- [Exercise aim]: Write out everything in the X.509 post from "Which is one" down to "will be required.", word for word.

- [Extracted text]:

------------------------

The recent discussion about X.509 seems to be missing the main (IMO) point.
Which is one of implementability. Speaking as someone who has managed to avoid
ASN.1 until around 6 months ago, I agree wholeheartedly with the difficulties
of using it as a tool. Some have argued that only a "tiny" subset of ASN.1 is
actually used but by the time you have included the extensions to X509v3 it
seems to me that the "tiny" subset is the one _not_ used by X509. Anyway, I'm
missing the main point now ... implementability. SSLeay appears to use around
12,000 lines of code for nothing but X509. This, by any standards, is an
absurd amount of code to need for such a simple thing. SSLeay's implementation
may not be the briefest; however, my own investigations indicate that a very
large number of lines of code will be required.

------------------------

- [Given records]:
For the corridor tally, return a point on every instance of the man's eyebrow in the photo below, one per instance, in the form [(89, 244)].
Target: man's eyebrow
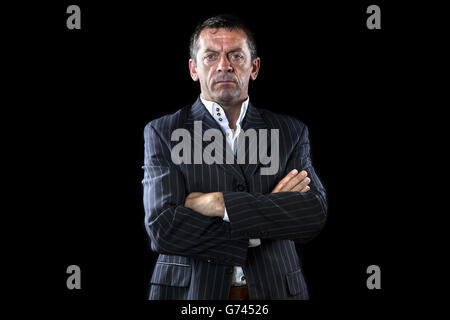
[(211, 50), (235, 49), (232, 50)]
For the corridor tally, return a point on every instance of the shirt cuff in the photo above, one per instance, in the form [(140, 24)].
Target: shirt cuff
[(225, 216)]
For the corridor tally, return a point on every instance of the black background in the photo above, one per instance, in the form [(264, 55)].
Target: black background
[(90, 92)]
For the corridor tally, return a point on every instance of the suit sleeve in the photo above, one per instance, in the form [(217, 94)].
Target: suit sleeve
[(174, 229), (285, 215)]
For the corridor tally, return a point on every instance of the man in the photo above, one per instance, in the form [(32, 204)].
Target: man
[(226, 230)]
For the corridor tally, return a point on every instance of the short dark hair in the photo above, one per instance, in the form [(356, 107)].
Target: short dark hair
[(224, 21)]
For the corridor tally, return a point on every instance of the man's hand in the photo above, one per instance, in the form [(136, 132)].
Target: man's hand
[(209, 204), (294, 181)]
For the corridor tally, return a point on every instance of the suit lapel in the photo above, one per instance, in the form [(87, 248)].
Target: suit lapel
[(253, 120)]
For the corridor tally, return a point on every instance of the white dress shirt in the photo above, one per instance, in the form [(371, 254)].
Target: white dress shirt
[(231, 136)]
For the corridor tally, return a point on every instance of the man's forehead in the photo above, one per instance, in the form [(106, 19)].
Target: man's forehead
[(222, 37)]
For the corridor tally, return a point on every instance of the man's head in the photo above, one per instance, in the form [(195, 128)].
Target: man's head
[(223, 59)]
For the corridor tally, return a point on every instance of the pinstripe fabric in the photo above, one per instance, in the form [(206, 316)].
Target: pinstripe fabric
[(197, 253)]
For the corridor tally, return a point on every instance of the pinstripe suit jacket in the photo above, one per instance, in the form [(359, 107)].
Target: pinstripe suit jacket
[(197, 253)]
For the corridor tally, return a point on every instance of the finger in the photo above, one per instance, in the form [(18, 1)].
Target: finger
[(285, 180), (307, 188), (194, 195), (296, 181), (302, 185)]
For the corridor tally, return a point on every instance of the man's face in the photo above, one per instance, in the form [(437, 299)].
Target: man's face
[(223, 65)]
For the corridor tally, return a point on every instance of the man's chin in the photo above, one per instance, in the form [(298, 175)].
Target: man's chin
[(227, 96)]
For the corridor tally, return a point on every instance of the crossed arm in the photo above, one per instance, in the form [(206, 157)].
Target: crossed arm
[(212, 204), (193, 225)]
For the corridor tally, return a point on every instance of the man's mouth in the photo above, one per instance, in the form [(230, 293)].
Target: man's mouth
[(224, 82)]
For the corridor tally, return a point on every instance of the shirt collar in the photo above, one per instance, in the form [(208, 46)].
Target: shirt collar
[(218, 113)]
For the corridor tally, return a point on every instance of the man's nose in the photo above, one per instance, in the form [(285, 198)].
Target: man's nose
[(224, 64)]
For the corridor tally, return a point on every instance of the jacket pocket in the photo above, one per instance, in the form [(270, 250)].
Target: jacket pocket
[(296, 283), (171, 274)]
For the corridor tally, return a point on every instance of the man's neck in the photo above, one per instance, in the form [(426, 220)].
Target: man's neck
[(232, 111)]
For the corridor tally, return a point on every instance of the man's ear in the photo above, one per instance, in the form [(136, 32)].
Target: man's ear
[(193, 70), (256, 64)]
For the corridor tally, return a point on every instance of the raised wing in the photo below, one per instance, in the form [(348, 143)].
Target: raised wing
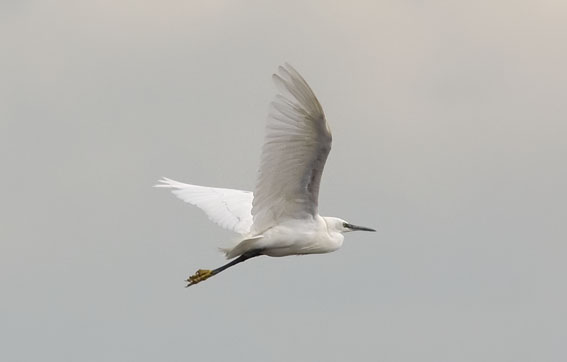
[(228, 208), (297, 143)]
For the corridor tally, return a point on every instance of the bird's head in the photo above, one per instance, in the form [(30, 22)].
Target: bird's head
[(342, 226)]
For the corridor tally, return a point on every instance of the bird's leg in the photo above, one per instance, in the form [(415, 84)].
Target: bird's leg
[(204, 274)]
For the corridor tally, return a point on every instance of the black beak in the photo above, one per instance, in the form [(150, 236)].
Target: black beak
[(360, 228)]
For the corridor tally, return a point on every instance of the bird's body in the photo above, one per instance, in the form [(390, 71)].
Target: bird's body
[(281, 217)]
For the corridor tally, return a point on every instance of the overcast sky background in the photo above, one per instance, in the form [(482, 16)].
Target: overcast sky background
[(450, 126)]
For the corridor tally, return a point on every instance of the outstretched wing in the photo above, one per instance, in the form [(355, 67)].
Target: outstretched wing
[(296, 146), (230, 209)]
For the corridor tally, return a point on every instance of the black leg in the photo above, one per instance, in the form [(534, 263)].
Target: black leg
[(203, 274)]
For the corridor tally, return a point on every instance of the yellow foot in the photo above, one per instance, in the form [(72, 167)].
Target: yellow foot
[(199, 276)]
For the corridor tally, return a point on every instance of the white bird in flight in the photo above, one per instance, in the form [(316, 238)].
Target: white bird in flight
[(281, 217)]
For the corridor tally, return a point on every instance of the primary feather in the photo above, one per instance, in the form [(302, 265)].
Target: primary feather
[(297, 143), (227, 208)]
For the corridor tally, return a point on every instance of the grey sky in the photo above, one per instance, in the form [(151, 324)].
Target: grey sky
[(449, 122)]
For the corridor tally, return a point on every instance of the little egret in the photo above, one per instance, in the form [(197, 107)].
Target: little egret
[(281, 217)]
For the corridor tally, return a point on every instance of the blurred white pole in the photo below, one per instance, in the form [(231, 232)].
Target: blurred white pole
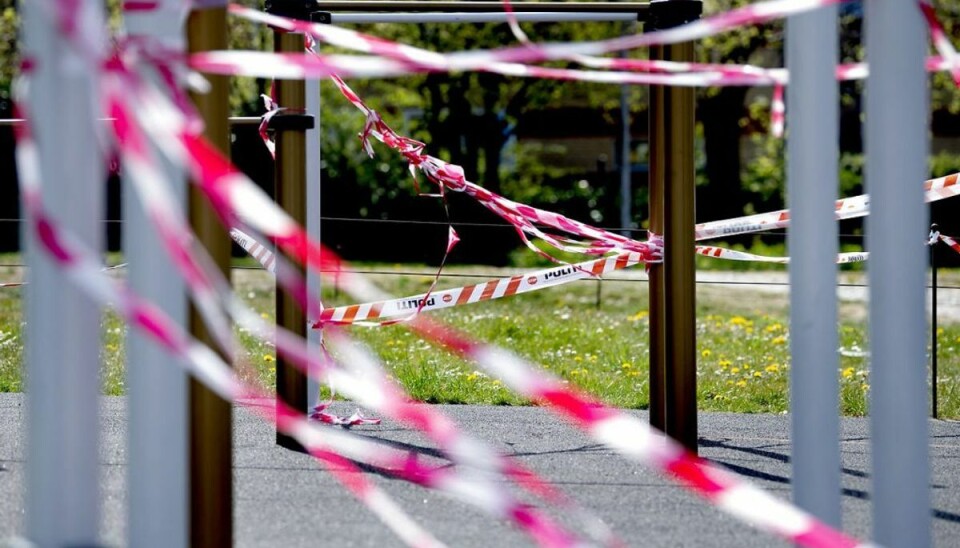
[(63, 326), (896, 143), (156, 387), (812, 182), (314, 336)]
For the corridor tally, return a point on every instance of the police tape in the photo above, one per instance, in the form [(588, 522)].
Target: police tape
[(79, 264), (734, 255), (847, 208), (951, 242), (486, 291)]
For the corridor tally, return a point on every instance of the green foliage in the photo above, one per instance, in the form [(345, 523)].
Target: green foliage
[(9, 39)]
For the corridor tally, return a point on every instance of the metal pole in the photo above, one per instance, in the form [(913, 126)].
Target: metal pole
[(896, 146), (812, 182), (63, 325), (156, 389), (679, 314), (933, 321), (314, 179), (291, 184), (657, 166), (211, 447), (626, 196)]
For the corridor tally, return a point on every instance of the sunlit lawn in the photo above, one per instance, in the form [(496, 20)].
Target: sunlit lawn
[(598, 342)]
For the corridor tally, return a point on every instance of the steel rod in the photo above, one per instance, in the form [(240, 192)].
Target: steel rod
[(157, 476), (63, 324), (896, 149), (812, 184)]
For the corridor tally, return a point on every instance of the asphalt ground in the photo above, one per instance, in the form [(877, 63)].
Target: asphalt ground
[(284, 499)]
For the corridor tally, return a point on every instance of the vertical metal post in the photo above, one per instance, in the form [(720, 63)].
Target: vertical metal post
[(156, 388), (812, 182), (896, 146), (679, 310), (626, 195), (211, 447), (63, 325), (657, 163), (933, 324), (315, 336), (291, 183)]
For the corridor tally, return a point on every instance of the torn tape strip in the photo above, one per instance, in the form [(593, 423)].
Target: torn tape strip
[(846, 208), (409, 58), (628, 435), (209, 367), (486, 291), (950, 242), (537, 526), (734, 255), (80, 266)]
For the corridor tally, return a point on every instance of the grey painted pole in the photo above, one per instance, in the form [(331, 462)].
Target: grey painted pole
[(812, 182), (63, 325), (896, 145), (157, 389), (626, 193), (314, 336)]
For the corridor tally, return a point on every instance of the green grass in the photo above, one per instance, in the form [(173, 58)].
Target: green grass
[(742, 344)]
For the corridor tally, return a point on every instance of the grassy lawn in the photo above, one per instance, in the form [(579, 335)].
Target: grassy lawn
[(597, 343)]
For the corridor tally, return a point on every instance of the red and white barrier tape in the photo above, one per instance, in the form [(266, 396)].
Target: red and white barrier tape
[(941, 41), (734, 255), (83, 269), (846, 208), (523, 218), (230, 192), (286, 344)]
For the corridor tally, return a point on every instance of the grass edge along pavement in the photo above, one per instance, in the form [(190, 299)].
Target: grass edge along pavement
[(742, 338)]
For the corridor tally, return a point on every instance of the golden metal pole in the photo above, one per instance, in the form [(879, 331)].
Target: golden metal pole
[(679, 267), (291, 195), (211, 440), (658, 359), (677, 311)]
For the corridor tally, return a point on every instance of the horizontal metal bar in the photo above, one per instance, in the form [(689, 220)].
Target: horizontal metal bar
[(467, 17), (479, 6)]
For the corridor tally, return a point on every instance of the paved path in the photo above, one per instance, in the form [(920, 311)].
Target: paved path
[(282, 497)]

------------------------

- [Completed exercise]:
Which is one of implementability. Speaking as someone who has managed to avoid
ASN.1 until around 6 months ago, I agree wholeheartedly with the difficulties
of using it as a tool. Some have argued that only a "tiny" subset of ASN.1 is
actually used but by the time you have included the extensions to X509v3 it
seems to me that the "tiny" subset is the one _not_ used by X509. Anyway, I'm
missing the main point now ... implementability. SSLeay appears to use around
12,000 lines of code for nothing but X509. This, by any standards, is an
absurd amount of code to need for such a simple thing. SSLeay's implementation
may not be the briefest; however, my own investigations indicate that a very
large number of lines of code will be required.